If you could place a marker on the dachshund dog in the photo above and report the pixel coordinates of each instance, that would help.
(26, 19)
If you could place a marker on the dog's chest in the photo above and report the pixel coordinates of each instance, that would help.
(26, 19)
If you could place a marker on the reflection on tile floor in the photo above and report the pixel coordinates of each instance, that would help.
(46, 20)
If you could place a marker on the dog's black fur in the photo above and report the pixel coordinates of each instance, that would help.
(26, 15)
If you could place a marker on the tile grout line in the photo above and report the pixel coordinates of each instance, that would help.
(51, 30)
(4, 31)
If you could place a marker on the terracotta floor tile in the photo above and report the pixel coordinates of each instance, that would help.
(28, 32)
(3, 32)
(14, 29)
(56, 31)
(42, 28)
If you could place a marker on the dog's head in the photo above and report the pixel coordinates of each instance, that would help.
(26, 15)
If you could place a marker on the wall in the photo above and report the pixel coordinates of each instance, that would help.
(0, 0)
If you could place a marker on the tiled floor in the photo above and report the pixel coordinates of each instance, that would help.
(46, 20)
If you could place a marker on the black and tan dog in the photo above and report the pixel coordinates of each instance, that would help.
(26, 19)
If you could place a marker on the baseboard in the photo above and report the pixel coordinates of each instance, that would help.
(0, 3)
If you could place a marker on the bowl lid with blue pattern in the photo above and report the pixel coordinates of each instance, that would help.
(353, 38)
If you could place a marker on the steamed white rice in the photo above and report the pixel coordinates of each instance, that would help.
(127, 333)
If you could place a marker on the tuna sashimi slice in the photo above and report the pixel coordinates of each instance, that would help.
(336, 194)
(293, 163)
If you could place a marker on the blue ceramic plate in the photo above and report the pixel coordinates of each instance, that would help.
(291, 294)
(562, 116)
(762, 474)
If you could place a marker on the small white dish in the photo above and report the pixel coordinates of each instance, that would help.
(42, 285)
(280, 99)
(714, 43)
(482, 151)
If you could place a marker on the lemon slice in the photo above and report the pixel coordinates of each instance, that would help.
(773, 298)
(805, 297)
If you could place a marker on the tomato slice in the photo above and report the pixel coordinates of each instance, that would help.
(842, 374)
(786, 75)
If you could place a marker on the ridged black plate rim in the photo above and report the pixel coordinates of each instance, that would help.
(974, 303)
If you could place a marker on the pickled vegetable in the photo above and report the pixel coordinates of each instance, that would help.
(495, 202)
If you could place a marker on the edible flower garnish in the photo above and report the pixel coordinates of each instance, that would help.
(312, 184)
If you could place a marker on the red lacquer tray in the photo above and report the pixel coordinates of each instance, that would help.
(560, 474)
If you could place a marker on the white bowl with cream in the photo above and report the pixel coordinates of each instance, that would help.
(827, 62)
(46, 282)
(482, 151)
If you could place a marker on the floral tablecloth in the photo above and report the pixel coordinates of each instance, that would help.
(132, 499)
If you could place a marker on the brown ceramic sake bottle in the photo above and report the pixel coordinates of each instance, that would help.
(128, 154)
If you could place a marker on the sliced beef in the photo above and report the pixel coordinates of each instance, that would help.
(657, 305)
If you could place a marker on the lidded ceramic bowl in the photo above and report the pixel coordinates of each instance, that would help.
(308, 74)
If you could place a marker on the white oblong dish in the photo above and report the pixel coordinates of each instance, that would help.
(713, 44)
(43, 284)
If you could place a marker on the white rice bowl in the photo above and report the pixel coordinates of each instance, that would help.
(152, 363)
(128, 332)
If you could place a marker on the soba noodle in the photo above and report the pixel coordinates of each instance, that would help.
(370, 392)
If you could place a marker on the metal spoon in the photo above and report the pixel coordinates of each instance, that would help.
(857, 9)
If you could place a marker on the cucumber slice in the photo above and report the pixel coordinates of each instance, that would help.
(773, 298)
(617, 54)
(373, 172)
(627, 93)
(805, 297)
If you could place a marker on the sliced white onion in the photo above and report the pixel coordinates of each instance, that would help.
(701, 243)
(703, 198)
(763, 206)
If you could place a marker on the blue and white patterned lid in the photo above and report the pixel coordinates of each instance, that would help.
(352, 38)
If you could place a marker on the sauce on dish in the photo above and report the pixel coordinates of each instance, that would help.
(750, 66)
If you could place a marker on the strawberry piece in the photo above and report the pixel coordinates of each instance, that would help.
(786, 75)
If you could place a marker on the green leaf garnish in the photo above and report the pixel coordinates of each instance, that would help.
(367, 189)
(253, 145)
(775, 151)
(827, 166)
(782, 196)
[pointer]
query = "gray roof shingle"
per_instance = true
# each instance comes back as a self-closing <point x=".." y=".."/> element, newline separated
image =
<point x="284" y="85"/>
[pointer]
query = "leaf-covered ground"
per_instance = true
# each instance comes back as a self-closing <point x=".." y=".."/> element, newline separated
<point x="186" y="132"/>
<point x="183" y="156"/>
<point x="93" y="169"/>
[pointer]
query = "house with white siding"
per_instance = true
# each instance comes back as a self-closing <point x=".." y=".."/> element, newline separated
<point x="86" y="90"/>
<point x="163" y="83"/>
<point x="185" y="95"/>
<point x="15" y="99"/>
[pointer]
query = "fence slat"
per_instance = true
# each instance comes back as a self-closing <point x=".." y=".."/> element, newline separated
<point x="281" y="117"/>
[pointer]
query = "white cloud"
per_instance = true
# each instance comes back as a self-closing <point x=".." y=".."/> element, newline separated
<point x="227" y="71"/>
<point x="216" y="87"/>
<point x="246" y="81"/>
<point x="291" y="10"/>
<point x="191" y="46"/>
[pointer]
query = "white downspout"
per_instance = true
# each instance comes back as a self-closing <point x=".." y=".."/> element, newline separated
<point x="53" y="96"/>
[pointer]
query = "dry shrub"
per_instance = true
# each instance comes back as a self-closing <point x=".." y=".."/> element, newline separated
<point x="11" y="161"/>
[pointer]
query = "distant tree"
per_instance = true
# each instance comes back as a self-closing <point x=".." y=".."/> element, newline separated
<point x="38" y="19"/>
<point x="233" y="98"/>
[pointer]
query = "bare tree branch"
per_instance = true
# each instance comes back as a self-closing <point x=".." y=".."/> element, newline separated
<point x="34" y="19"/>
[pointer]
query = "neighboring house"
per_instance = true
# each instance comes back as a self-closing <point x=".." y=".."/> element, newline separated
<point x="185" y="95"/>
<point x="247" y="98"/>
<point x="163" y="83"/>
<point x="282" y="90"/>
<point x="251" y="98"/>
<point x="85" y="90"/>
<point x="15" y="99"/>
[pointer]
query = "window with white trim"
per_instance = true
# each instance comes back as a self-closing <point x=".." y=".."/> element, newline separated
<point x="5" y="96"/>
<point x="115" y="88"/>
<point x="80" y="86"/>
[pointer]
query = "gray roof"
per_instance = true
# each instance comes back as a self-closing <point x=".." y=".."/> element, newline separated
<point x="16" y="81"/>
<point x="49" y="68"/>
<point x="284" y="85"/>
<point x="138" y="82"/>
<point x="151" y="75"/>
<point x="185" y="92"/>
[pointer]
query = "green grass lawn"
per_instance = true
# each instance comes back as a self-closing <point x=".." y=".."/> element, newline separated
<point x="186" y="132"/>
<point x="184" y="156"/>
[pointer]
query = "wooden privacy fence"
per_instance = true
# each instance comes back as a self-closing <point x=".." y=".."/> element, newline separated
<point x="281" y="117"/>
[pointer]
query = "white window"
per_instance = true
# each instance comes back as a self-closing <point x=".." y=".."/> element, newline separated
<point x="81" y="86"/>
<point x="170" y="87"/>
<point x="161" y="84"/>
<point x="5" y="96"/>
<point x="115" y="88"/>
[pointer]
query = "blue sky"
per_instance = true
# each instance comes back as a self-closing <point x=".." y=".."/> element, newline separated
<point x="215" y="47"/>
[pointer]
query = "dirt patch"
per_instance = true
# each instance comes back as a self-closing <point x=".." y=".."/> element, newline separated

■ ■ ■ ■ ■

Please output the full listing one more time, exactly.

If you could place a marker on the dachshund dog in the photo above and report the pixel coordinates of each instance, that would help.
(26, 19)
If you could place a marker on the dog's chest in the photo above and report the pixel coordinates of each instance, that would help.
(26, 19)
If you could place a marker on the reflection on tile floor in the photo above and report the pixel coordinates of each instance, that would help.
(46, 20)
If you could place a marker on the dog's black fur in the photo above and report the pixel coordinates of each instance, that would help.
(26, 15)
If you could place a marker on the tile grout line in the photo above and report the pixel coordinates of each instance, that would help.
(51, 30)
(4, 31)
If you could place a marker on the terracotta floor tile in the photo above and report the pixel coordinates of each instance, that would help.
(28, 32)
(3, 32)
(14, 29)
(56, 31)
(42, 28)
If you could place a marker on the dog's head in the photo above and report the pixel coordinates of each instance, that would help.
(26, 15)
If you could place a marker on the wall in the photo above and report the pixel coordinates of each instance, that would help.
(0, 0)
If you could place a marker on the tiled floor in the photo above and report the pixel coordinates of each instance, that would help.
(46, 20)
If you could place a marker on the black and tan dog in the photo above and report the pixel coordinates of each instance, that would help.
(26, 19)
If you could place a marker on the baseboard in the photo above and report the pixel coordinates of each instance, that would help.
(0, 3)
If you could place a marker on the bowl lid with blue pattern in the photo above and report the pixel coordinates of each instance, that would help.
(353, 38)
If you could place a marker on the steamed white rice in the photo above and report the pixel coordinates of each instance, that would help.
(127, 333)
If you could place a marker on the tuna sashimi slice in the photo above and report the pixel coordinates of each instance, that would help.
(336, 194)
(293, 163)
If you could place a marker on the blue ceramic plate in the photo above and report the pixel coordinates of each instance, that would help.
(291, 294)
(562, 116)
(762, 474)
If you could place a marker on the small white dish in the photo above and report the pixel coordinates of each instance, that would help.
(42, 285)
(280, 99)
(714, 43)
(482, 151)
If you could place a marker on the lemon slice in the photo above and report the pixel coordinates of each instance, that would help.
(773, 298)
(805, 297)
If you could place a marker on the tomato slice in the photo above and report the pixel coordinates of each instance, that would help.
(842, 374)
(786, 75)
If you could place a marker on the ridged black plate rim in the photo above and report the pixel coordinates of each instance, that would help.
(974, 303)
If you could place a marker on the pickled vegetable in the photo above and report the pixel coordinates of each instance, that would help.
(495, 202)
If you could place a marker on the edible flower garnish in the photo above and report the pixel coordinates of each instance, that would help.
(312, 184)
If you could place a marker on the red lacquer tray in the photo above and report the pixel coordinates of each instance, that would help.
(560, 474)
If you could place a marker on the white bowl with cream in the photo above and report the pixel coordinates of each instance, that would help.
(827, 62)
(46, 282)
(482, 151)
If you could place a marker on the floral tablecloth in the photo above and report the pixel coordinates of each instance, that would help.
(132, 499)
If you could place a marker on the brown ceramic sake bottle in the photo above and report the pixel coordinates of each instance, that would help.
(128, 154)
If you could place a marker on the sliced beef in the photo above and report the pixel coordinates of each instance, that would help.
(657, 305)
If you could place a marker on the lidded ceramic bowl in the photo above and report the pixel coordinates of each instance, that would help.
(308, 74)
If you could place a marker on the white oblong dish in the photo above and report the pixel coordinates of each instance, that would help.
(713, 44)
(43, 284)
If you could place a marker on the white rice bowl in the photo above and report the pixel coordinates of each instance, that would help.
(152, 363)
(128, 332)
If you could place a marker on the soba noodle in the photo above and report the pixel coordinates of each instance, that would help.
(370, 392)
If you could place a marker on the metal spoon in the photo above and report the pixel coordinates of each instance, that would help.
(857, 9)
If you could place a marker on the cucumber slice in the photo above and report the pixel coordinates of each instance, that would help.
(773, 298)
(617, 54)
(373, 172)
(627, 93)
(805, 297)
If you could place a marker on the sliced white onion in the photo above and report the pixel coordinates of each instance, that would help.
(701, 243)
(703, 198)
(763, 206)
If you could place a marker on the blue and white patterned lid in the photo above and report the pixel coordinates of each instance, that would help.
(352, 38)
If you could place a marker on the sauce on dish in the photo above and report the pixel coordinates of each instance, that would help.
(750, 66)
If you could place a marker on the strawberry piece in the photo above and report the pixel coordinates of each instance, that would help.
(786, 75)
If you could place a marker on the green leaf garnish in the photo above and report the pixel coordinates of each instance, that would help.
(367, 189)
(253, 145)
(775, 151)
(827, 166)
(782, 196)
[pointer]
query = "gray roof shingle"
per_instance = true
# each instance comes back as a self-closing <point x=".." y=".."/> element, newline separated
image =
<point x="284" y="85"/>
[pointer]
query = "leaf-covered ground"
per_instance = true
# each instance comes back as a self-closing <point x=".." y=".."/> element, newline separated
<point x="186" y="132"/>
<point x="183" y="156"/>
<point x="93" y="169"/>
[pointer]
query = "house with white siding"
per_instance = true
# each instance comes back as a self-closing <point x=".." y=".."/> element, newline separated
<point x="86" y="90"/>
<point x="163" y="83"/>
<point x="185" y="95"/>
<point x="15" y="99"/>
[pointer]
query = "fence slat"
per_instance = true
# each instance comes back as a self-closing <point x=".." y=".."/> element, newline separated
<point x="281" y="117"/>
[pointer]
query = "white cloud"
per_instance = true
# each instance comes back as a self-closing <point x=".." y=".."/> element, newline separated
<point x="227" y="71"/>
<point x="216" y="87"/>
<point x="246" y="81"/>
<point x="291" y="10"/>
<point x="191" y="46"/>
[pointer]
query = "white downspout"
per_instance = true
# each instance comes back as a self-closing <point x=".." y=".."/> element, newline separated
<point x="53" y="96"/>
[pointer]
query = "dry shrub"
per_instance = true
# each instance comes back as a self-closing <point x=".." y=".."/> element, newline separated
<point x="11" y="161"/>
[pointer]
query = "distant tree"
per_instance = true
# each instance comes back as a self-closing <point x=".." y=".."/> element, newline separated
<point x="38" y="19"/>
<point x="233" y="98"/>
[pointer]
query = "bare tree branch"
per_instance = true
# each instance comes back as a self-closing <point x=".." y=".."/> element, newline separated
<point x="34" y="19"/>
[pointer]
query = "neighboring house"
per_instance = true
# each instance comes back as a self-closing <point x=".." y=".."/> element, newline separated
<point x="185" y="95"/>
<point x="247" y="98"/>
<point x="163" y="83"/>
<point x="282" y="90"/>
<point x="251" y="98"/>
<point x="85" y="90"/>
<point x="15" y="99"/>
[pointer]
query = "window with white trim"
per_instance = true
# each instance comes back as a self-closing <point x=".." y=".."/> element, newline separated
<point x="5" y="96"/>
<point x="115" y="88"/>
<point x="80" y="86"/>
[pointer]
query = "gray roof"
per_instance = true
# each instance comes back as a self-closing <point x=".." y=".."/> element, newline separated
<point x="16" y="81"/>
<point x="49" y="68"/>
<point x="284" y="85"/>
<point x="138" y="82"/>
<point x="151" y="75"/>
<point x="185" y="92"/>
[pointer]
query = "green grass lawn"
per_instance = true
# each instance comes back as a self-closing <point x=".." y=".."/> element, newline separated
<point x="186" y="132"/>
<point x="184" y="156"/>
[pointer]
query = "wooden privacy fence"
per_instance = true
# each instance comes back as a self-closing <point x=".." y=".."/> element, newline separated
<point x="281" y="117"/>
[pointer]
query = "white window"
per_instance = true
# each instance comes back as a self-closing <point x=".." y=".."/> element, newline separated
<point x="81" y="86"/>
<point x="170" y="87"/>
<point x="161" y="84"/>
<point x="5" y="96"/>
<point x="115" y="88"/>
[pointer]
query = "blue sky"
per_instance = true
# each instance comes back as a self-closing <point x=".." y=".."/> element, newline separated
<point x="215" y="47"/>
[pointer]
query = "dirt patch"
per_instance = true
# each instance comes back as a self-closing <point x=".." y=".."/> element, newline separated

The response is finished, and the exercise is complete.